### DOCUMENTO FUENTE
********

Lo leí a quemarropa: “Muere el escritor y periodista Huberto Batis a los 83 años”. No, no podía ser posible, ¡no quería que lo fuera! ¡No te vayas, Maestro!, fue la primera frase que retumbó en mi cabeza. Los recuerdos del pedazo de mi vida al lado de Batis se volvieron al instante un rompecabezas de cristal que traté de armar y sujetar con fuerza. Pero era cierto, la red se comenzó a inundar en segundos confirmando lo sucedido. Batis se ha ido el miércoles 22 de agosto de 2018, el mundo de la cultura y de las letras en México ya no será igual.
Y a manera de catarsis empecé a escribir en mi muro, contando parte del pedazo de vida que por buena fortuna compartí junto a El Maestro en Sábado, el famoso suplemento del unomásuno. Porque del gran Huberto Bátiz Martínez todos conocemos su impresionante trayectoria en la cultura y las letras mexicanas: nacido en Guadalajara, Jalisco, el 29 de diciembre de 1934, fue escritor, periodista y editor, además de docente de la Facultad de Filosofía y Letras de la UNAM por 57 años, donde también fungió como director del Centro de Estudios Literarios en el Instituto de Investigaciones Filológicas de la Secretaría de Extensión Académica de dicha facultad. Comenzó a trabajar en la Imprenta Universitaria de la UNAM a finales de 1950 e inició su carrera periodística en 1960 con Cuadernos al Viento, publicación que incluyó a autores como Carlos Fuentes y Sergio Pitol, misma que codirigió hasta 1967 con Carlos Valdés, y como parte de la redacción de la Revista Mexicana de Literatura de 1960 a 1965, bajo la dirección de Juan García Ponce.

********

### INSTRUCCIÓN ESCRITA A
Resume como lista el párrafo del texto sobre Huberto Batis que comienza con «Y a manera de catarsis» y conserva sus datos principales.

### Registros de anotación por puntos
********

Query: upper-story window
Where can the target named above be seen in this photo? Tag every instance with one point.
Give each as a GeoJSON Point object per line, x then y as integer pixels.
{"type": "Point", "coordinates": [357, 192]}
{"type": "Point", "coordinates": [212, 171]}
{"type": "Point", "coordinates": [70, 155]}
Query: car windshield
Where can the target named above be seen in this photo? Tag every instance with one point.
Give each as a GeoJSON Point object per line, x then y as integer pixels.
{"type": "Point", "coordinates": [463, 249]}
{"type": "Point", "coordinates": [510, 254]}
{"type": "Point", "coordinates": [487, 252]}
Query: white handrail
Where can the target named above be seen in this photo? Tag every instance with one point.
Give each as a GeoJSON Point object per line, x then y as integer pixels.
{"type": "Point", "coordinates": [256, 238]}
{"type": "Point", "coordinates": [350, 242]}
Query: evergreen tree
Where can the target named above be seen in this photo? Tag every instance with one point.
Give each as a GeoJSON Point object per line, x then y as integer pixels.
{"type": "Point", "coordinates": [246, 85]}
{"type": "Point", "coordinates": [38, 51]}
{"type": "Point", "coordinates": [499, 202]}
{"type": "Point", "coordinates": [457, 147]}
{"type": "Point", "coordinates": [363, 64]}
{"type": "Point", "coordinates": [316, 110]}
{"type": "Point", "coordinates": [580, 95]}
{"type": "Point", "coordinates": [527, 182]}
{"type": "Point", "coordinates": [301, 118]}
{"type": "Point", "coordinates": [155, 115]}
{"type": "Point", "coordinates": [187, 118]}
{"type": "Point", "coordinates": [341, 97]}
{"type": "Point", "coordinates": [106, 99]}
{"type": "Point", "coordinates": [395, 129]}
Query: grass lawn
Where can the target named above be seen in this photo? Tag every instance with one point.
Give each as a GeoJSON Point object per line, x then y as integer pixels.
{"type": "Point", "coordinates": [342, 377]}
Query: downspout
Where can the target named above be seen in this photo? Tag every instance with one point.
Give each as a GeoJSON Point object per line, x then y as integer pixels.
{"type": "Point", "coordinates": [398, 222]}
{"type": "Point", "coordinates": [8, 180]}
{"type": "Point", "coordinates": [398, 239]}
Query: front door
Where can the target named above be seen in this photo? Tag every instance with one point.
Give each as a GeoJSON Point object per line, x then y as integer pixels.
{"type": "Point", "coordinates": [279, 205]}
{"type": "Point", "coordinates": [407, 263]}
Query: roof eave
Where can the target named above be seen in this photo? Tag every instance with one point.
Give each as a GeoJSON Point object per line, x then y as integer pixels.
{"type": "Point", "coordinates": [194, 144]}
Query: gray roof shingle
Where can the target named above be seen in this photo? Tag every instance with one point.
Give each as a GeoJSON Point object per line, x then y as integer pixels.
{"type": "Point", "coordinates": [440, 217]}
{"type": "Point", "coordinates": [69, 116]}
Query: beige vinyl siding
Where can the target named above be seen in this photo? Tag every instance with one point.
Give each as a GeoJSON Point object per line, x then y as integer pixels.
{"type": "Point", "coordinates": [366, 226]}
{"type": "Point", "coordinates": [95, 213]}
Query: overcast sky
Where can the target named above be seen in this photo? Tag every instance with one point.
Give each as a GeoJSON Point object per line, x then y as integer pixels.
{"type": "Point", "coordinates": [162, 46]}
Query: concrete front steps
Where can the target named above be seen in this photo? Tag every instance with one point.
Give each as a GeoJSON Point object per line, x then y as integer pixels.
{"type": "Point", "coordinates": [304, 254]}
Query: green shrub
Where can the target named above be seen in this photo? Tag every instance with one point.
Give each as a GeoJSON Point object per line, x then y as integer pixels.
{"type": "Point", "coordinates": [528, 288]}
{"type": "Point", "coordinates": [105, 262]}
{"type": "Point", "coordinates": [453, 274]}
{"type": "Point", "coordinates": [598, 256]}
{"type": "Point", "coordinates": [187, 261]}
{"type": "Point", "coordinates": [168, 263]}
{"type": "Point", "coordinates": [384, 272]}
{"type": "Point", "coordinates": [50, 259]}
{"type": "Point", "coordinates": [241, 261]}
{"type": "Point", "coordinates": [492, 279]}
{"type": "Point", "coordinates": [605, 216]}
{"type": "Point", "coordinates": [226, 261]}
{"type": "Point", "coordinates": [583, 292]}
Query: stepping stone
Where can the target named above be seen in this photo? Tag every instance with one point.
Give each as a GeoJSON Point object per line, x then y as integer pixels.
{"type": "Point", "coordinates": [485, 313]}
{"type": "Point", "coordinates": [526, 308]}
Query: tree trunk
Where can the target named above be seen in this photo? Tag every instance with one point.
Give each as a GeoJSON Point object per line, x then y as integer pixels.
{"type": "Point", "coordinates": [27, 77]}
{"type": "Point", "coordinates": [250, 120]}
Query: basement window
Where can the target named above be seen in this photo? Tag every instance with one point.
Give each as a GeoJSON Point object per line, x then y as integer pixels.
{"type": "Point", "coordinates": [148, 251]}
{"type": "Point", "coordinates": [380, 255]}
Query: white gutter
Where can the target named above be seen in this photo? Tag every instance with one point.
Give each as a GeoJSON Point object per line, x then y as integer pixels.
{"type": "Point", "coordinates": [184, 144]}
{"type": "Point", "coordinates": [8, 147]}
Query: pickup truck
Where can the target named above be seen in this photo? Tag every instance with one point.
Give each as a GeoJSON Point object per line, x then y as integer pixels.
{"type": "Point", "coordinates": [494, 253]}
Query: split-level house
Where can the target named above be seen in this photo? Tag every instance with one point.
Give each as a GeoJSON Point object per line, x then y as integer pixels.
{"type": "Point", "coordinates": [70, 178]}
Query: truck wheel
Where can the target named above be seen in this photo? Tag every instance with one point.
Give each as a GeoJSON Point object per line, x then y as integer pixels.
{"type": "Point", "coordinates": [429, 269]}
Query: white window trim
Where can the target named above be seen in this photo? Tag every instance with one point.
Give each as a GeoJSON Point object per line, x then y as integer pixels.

********

### INSTRUCCIÓN ESCRITA B
Renombra «white» como «beige» en las filas que van desde la línea que contiene «Query: basement window» hasta el final de las filas, ambos extremos incluidos. Devuelve solo esas líneas y deja todo lo demás sin cambios.

### RESPUESTA ESCRITA A
- Como catarsis, quien escribe contó en su muro parte de la vida que compartió con Batis en Sábado, el suplemento del unomásuno.
- Huberto Bátiz Martínez nació en Guadalajara, Jalisco, el 29 de diciembre de 1934.
- Fue escritor, periodista y editor.
- Fue docente de la Facultad de Filosofía y Letras de la UNAM durante 57 años.
- En esa facultad dirigió el Centro de Estudios Literarios en el Instituto de Investigaciones Filológicas de la Secretaría de Extensión Académica.
- A finales de 1950 empezó a trabajar en la Imprenta Universitaria de la UNAM.
- En 1960 inició su carrera periodística con Cuadernos al Viento. Esa publicación incluyó a autores como Carlos Fuentes y Sergio Pitol, y la codirigió con Carlos Valdés hasta 1967.
- De 1960 a 1965 formó parte de la redacción de la Revista Mexicana de Literatura, bajo la dirección de Juan García Ponce.

### RESPUESTA ESCRITA B
Query: basement window
Where can the target named above be seen in this photo? Tag every instance with one point.
Give each as a GeoJSON Point object per line, x then y as integer pixels.
{"type": "Point", "coordinates": [148, 251]}
{"type": "Point", "coordinates": [380, 255]}
Query: beige gutter
Where can the target named above be seen in this photo? Tag every instance with one point.
Give each as a GeoJSON Point object per line, x then y as integer pixels.
{"type": "Point", "coordinates": [184, 144]}
{"type": "Point", "coordinates": [8, 147]}
Query: pickup truck
Where can the target named above be seen in this photo? Tag every instance with one point.
Give each as a GeoJSON Point object per line, x then y as integer pixels.
{"type": "Point", "coordinates": [494, 253]}
Query: split-level house
Where can the target named above be seen in this photo? Tag every instance with one point.
Give each as a GeoJSON Point object per line, x then y as integer pixels.
{"type": "Point", "coordinates": [70, 178]}
Query: truck wheel
Where can the target named above be seen in this photo? Tag every instance with one point.
Give each as a GeoJSON Point object per line, x then y as integer pixels.
{"type": "Point", "coordinates": [429, 269]}
Query: beige window trim
Where can the target named above be seen in this photo? Tag every instance with one point.
Give each as a GeoJSON Point object per line, x then y as integer pixels.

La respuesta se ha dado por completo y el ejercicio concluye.